=== EXERCISE AIM ===
Copy the part of the data that opens with the line containing "[output] one dot per instance, form <point>204,586</point>." and runs through the end of the data. Leave the request lines unchanged, and offset every coordinate in the answer points by adding 105.

=== STORED RECORDS ===
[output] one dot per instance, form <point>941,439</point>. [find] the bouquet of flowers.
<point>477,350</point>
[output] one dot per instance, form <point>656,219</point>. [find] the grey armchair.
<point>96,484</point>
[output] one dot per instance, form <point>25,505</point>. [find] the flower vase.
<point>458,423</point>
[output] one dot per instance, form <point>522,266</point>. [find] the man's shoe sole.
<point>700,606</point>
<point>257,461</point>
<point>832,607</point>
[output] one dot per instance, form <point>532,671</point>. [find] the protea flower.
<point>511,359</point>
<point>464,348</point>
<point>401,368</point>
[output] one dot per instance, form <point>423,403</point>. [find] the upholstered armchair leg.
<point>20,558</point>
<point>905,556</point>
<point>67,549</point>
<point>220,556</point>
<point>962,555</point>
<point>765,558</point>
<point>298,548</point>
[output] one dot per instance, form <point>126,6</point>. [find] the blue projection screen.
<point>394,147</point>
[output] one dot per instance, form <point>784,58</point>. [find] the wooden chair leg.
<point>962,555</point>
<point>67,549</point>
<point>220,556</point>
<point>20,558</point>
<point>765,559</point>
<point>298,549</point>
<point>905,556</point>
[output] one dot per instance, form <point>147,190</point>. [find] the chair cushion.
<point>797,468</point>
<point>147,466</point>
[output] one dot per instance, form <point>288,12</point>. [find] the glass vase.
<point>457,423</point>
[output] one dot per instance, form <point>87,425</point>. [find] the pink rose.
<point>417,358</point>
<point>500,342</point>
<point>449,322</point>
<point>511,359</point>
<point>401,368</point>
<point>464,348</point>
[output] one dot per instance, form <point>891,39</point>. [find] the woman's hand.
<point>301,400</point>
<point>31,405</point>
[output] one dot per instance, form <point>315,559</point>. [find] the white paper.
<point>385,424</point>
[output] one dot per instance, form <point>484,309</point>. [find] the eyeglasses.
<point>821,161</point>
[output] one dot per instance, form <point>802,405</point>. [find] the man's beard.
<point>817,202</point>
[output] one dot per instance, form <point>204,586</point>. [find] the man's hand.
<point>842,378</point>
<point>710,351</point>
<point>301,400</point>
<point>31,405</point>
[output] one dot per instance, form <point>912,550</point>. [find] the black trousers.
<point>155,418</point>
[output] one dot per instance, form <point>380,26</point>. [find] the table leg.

=== EXERCISE ANSWER ===
[output] one dot per instance, form <point>204,586</point>. [find] the man's hand.
<point>947,483</point>
<point>815,456</point>
<point>406,505</point>
<point>136,510</point>
[output] one dot per instance, form <point>912,550</point>. [find] the black trousers.
<point>260,523</point>
[output] one dot per instance, form <point>380,26</point>. [find] the table leg.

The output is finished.